_Do this_
Report every line of the material below that contains the word "point", and copy each of those lines in full. Match case exactly.

[Dataset rows showing where objects appear]

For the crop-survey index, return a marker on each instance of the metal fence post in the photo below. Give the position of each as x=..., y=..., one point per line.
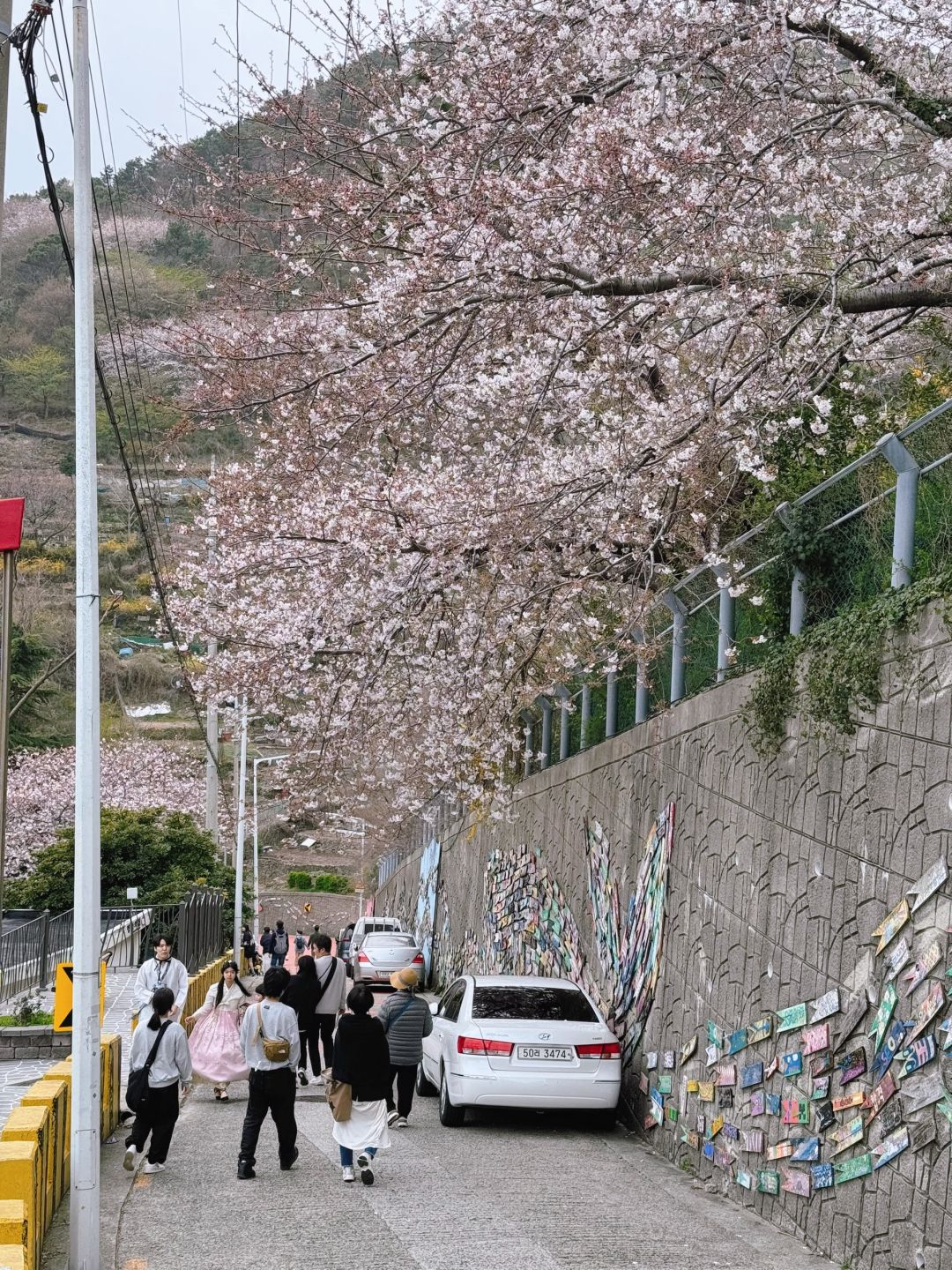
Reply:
x=641, y=698
x=611, y=704
x=585, y=716
x=906, y=470
x=680, y=615
x=725, y=629
x=546, y=732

_Task response_
For the crop-survey index, return a marker on each instance of the metal fence post in the photo below. Give the position of each as x=..., y=..., one point per line.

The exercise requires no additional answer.